TEXTO PARA LEITURA:
::::

A deficiência na formação do médico, treinado equivocadamente para a auto-suficiência está na gênese de muitos conflitos que em nada contribuem para melhorar a qualidade assistencial.

Se por um lado as grades curriculares das universidades não preparam os médicos para lidarem com os diversos detalhes técnicos, legais, burocráticos e administrativos da atividade profissional, por outro fica patente a incapacidade destes em ampliarem seus horizontes de atuação. Tão pouco as residências médicas cumprem esse papel.

Os jovens médicos chegam iludidos ao mercado de trabalho. A massificação do ensino, longe de democratizar, apenas contribui para a má formação profissional. A estreita porta de entrada, a residência médica, que deveria contribuir para reduzir o problema geralmente preocupa-se, quando o faz, apenas com a forma ou com a técnica mais indicada para abordagem de uma determinada doença, mas desobriga-se de formar o novo médico na totalidade dos processos assistenciais, a tal ponto que o doente parece ter se tornado apenas um detalhe incômodo mas necessário. O sucesso muitas vezes se mede pelo número de cirurgias realizadas. Mas pouco ou quase nada se aprende sobre como o paciente chegou até o ponto de ser operado, dos custos envolvidos, ou do suporte necessário. Não vamos nem falar do ser humano em si, aquele que vai além do caso clínico. Fiquemos restritos ao escopo do atendimento tecnicamente correto.

::::

TAREFA: Prossiga o texto sobre a formação médica a partir do ponto em que ele para. Os registros são um material à parte, independente do texto sobre a formação médica.

REGISTROS FORNECIDOS:
::::

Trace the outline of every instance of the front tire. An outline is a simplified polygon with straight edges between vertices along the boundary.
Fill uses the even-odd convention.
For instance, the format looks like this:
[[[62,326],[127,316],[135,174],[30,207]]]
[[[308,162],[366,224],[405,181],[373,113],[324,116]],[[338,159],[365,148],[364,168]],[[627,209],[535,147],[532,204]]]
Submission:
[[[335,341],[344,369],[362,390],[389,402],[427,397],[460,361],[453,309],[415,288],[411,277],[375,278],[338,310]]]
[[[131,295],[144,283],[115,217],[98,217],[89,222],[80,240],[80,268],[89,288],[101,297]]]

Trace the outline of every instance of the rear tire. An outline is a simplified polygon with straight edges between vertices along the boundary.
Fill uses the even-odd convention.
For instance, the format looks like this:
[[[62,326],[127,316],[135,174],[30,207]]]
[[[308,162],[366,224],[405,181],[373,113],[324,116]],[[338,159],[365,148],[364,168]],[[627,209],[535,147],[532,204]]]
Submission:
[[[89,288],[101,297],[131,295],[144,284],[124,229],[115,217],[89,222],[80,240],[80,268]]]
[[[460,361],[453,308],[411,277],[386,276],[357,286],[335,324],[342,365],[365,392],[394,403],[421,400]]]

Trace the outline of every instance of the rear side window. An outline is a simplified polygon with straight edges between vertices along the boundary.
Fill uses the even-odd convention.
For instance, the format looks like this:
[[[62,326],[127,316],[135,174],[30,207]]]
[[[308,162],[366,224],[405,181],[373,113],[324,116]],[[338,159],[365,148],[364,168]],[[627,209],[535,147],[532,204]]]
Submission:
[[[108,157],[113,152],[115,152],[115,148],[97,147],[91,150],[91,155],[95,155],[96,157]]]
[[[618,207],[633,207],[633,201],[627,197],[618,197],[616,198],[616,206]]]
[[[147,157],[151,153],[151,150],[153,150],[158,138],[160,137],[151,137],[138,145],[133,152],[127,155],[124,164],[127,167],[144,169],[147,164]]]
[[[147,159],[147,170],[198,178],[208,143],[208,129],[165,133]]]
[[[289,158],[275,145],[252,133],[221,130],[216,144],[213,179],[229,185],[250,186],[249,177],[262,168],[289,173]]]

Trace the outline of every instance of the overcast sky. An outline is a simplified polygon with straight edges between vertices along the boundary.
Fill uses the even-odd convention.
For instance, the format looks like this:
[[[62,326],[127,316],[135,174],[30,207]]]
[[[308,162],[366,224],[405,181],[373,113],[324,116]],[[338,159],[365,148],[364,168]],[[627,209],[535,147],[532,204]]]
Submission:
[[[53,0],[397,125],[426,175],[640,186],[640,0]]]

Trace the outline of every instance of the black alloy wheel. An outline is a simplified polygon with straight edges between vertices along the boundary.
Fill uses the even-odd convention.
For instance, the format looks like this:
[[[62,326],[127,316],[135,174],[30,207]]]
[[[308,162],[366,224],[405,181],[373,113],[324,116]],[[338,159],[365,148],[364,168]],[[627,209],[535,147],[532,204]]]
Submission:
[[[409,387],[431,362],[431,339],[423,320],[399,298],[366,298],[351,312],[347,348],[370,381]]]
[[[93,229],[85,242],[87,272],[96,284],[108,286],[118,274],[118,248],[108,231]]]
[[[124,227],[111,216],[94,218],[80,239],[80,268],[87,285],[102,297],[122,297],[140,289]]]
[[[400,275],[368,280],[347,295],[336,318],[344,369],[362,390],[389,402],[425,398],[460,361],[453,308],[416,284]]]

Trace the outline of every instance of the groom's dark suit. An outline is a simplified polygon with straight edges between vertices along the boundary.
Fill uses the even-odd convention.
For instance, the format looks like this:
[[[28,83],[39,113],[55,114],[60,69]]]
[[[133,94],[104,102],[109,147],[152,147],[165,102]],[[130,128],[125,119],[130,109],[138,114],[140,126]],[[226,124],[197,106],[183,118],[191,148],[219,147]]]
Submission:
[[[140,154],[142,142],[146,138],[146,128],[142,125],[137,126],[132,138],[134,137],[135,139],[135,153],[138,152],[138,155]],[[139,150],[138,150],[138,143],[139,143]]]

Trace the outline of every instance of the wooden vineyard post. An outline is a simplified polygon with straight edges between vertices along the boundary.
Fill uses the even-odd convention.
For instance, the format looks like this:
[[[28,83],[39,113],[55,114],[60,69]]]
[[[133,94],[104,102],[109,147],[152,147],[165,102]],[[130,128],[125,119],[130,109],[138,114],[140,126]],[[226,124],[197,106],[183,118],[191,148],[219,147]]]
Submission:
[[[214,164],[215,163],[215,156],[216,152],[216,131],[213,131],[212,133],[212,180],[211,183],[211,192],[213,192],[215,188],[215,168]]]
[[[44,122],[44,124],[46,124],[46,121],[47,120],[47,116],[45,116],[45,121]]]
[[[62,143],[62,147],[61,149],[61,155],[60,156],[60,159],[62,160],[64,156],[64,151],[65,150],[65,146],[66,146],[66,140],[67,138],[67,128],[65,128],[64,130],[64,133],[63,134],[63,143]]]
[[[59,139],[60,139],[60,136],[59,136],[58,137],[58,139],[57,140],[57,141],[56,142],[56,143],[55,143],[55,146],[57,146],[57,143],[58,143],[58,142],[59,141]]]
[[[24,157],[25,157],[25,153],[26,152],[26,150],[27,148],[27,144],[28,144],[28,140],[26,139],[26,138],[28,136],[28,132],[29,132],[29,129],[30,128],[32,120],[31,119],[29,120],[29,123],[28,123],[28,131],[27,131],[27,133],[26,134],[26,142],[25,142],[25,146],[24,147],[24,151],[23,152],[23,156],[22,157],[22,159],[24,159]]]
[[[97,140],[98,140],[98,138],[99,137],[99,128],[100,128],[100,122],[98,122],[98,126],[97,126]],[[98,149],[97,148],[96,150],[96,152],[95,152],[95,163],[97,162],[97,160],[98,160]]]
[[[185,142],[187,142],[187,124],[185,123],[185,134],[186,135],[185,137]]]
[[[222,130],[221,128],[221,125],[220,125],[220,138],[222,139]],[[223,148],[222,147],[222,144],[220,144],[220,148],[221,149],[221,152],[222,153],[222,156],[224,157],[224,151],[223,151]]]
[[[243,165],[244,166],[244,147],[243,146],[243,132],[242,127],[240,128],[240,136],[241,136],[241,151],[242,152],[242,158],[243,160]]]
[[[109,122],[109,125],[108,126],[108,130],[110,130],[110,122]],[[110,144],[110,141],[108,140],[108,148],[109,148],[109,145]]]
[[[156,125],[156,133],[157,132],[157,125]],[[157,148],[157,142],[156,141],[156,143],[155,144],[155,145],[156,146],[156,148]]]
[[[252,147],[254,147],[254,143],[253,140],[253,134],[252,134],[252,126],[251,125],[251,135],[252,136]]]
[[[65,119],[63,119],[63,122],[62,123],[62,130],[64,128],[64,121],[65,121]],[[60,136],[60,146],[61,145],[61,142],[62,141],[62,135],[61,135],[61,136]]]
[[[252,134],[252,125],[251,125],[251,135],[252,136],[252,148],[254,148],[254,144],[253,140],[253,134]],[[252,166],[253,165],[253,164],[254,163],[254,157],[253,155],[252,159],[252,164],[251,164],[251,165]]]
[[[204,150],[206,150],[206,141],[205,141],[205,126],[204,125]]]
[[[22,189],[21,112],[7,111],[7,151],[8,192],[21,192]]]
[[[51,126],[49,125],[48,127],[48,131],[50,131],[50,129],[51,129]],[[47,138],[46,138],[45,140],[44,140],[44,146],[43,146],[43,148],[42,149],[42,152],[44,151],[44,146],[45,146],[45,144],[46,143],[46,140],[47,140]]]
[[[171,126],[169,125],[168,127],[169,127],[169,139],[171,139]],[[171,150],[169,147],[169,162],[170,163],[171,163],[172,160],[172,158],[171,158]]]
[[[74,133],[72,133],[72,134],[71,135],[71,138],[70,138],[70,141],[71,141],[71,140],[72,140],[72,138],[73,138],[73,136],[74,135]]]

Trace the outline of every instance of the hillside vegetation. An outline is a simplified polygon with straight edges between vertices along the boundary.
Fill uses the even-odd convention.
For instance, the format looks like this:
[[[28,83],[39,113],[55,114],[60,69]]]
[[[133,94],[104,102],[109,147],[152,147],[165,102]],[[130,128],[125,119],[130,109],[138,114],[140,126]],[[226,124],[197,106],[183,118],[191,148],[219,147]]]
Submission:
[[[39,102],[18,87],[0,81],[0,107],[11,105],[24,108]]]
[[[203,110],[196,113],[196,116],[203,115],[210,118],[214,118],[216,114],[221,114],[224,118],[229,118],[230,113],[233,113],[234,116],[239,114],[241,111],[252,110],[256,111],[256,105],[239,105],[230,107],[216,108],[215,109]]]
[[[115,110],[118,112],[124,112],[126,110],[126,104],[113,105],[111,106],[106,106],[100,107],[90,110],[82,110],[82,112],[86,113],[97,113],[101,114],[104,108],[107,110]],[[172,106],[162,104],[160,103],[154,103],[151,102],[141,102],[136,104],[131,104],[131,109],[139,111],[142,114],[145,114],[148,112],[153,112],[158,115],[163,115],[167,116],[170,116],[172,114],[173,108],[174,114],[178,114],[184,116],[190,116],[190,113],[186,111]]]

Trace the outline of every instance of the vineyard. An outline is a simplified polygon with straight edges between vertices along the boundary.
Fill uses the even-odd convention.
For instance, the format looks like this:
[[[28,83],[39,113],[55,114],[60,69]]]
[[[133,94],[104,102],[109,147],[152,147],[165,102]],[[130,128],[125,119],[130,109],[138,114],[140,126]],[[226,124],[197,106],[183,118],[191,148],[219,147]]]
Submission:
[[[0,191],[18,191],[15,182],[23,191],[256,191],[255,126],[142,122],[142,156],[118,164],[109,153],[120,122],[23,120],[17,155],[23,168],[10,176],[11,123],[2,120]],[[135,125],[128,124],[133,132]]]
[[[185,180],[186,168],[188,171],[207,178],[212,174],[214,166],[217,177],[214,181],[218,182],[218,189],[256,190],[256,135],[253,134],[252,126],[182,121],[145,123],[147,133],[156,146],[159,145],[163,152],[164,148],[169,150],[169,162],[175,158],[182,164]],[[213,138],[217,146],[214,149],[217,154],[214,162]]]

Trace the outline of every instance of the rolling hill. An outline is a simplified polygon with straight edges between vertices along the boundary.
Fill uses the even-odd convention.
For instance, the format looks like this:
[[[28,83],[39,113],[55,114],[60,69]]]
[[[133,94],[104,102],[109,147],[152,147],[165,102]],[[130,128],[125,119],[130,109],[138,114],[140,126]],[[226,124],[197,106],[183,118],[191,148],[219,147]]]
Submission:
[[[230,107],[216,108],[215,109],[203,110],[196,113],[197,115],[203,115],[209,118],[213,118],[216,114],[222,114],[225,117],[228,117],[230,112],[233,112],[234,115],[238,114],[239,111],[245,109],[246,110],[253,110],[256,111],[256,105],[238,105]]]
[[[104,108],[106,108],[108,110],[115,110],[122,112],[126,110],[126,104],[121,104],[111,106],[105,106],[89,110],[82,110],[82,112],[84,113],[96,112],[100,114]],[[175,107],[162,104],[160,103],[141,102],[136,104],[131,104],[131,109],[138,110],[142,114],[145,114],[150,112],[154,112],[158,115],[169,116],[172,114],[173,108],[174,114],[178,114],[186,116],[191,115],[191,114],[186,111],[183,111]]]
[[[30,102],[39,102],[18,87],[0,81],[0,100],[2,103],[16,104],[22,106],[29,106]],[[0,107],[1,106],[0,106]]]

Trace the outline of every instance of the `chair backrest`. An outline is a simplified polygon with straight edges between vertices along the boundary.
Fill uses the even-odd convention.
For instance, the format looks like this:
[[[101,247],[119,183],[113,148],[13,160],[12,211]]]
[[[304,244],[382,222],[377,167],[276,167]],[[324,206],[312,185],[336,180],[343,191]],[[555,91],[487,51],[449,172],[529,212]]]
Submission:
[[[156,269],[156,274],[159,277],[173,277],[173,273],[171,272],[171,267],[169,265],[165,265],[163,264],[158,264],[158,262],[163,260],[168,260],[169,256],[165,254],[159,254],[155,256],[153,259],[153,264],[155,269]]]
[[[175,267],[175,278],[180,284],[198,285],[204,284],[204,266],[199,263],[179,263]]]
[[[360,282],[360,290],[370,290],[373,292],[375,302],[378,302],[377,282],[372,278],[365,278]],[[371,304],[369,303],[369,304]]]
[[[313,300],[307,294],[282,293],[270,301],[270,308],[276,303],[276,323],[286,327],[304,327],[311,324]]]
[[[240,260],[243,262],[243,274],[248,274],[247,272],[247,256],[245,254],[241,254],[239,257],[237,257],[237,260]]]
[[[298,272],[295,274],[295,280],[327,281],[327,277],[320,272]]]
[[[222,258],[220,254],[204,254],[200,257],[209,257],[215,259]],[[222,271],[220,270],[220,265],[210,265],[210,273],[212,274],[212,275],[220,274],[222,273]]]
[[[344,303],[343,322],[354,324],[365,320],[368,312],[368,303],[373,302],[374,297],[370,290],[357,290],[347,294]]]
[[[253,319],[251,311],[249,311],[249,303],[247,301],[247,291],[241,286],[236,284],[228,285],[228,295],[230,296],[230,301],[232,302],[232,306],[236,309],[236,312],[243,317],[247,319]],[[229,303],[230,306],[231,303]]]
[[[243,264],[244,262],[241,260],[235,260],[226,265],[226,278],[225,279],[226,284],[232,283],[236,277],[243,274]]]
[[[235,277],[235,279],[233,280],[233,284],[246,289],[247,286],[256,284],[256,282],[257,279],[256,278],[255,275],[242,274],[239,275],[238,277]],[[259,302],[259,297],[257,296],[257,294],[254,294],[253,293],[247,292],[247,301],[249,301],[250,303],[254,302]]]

::::

RESPOSTA ESCRITA:
Existe uma nefasta tendência ao desprezo, herdado das causas acima descritas, por tudo o que não envolve a atividade fim no tratamento do paciente, seja no investimento institucional, seja na própria psique de quem assiste o doente. Tomem-se os exemplos de um paciente na sala de operação para uma cirurgia cardíaca de grande porte, ou o tratamento de um câncer com quimioterápicos de última geração, ou mesmo uma simples sutura. De nada adianta a melhor técnica sem o suporte adequado, sem que o risco seja gerenciado em todas as fases do processo e todos os detalhes sejam pensados, todos os pontos equacionados. Arrogância, gritos e ameaças não operam milagres. Sem o fio adequado a sutura fica comprometida, sem sangue disponível o paciente se esvai após uma cirurgia perfeita ou morre após uma quimioterapia bem sucedida. A melhor técnica pode ser e infelizmente frequentemente é comprometida pelo descuido com detalhes que não são de modo algum irrelevantes e muitas vezes fogem ao cabedal científico do médico ou mesmo das cátedras escolares. A melhor técnica é apenas isso, mais um detalhe na complexa estrutura envolvida em cada atendimento.

O conhecimento tornou-se algo dinâmico, volátil e criou interdependências às quais não estamos habituados. O estresse diário, a falta de tempo, o individualismo crescente, na contramão do que seria minimamente razoável, são fatores que apenas alimentam ainda mais os conflitos.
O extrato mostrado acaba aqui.